Passage to read.
* * * * * * * * *
Development action with informed and engaged societies
After nearly 28 years, The Communication Initiative (The CI) Global is entering a new chapter. Following a period of transition, the global website has been transferred to the University of the Witwatersrand (Wits) in South Africa, where it will be administered by the Social and Behaviour Change Communication Division. Wits' commitment to social change and justice makes it a trusted steward for The CI's legacy and future.
 
Co-founder Victoria Martin is pleased to see this work continue under Wits' leadership. Victoria knows that co-founder Warren Feek (1953–2024) would have felt deep pride in The CI Global's Africa-led direction.
 
We honour the team and partners who sustained The CI for decades. Meanwhile, La Iniciativa de Comunicación (CILA) continues independently at cila.comminitcila.com and is linked with The CI Global site.
* * * * * * * * *
Dataset records.
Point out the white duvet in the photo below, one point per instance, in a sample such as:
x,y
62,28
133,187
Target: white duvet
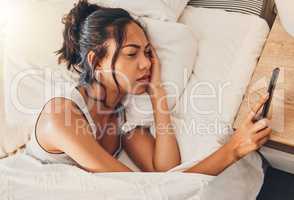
* * * * * * * * *
Directions for this task. Continue the notice about The Communication Initiative's move to Wits, starting after its final sentence. The listing is separate material and has no connection to the notice about The Communication Initiative.

Exercise result.
Time to read
6 minutes
Read so far

The Potential of Social Media Intelligence to Improve People's Lives: Social Media Data for Good

0 comments
Affiliation

The Governance Lab

Date
Summary

Developed with support from Facebook, this report from the Governance Lab (GovLab) explores the premise that data - and, in particular, the data and analytical expertise held by social media companies - may provide for a new type of intelligence that could help develop solutions to today's challenges. It focuses on data collaboratives, an emerging form of public-private partnership in which actors from different sectors exchange information to create new public value. Such collaborative arrangements, for example between social media companies and humanitarian organisations or civil society actors, can be seen as possible templates for leveraging privately held data towards the attainment of public goals. The report not only captures the successes that data and technology have had to make the world a better place, but also it highlights some of the challenges the data and technology community must address to generate an even larger impact.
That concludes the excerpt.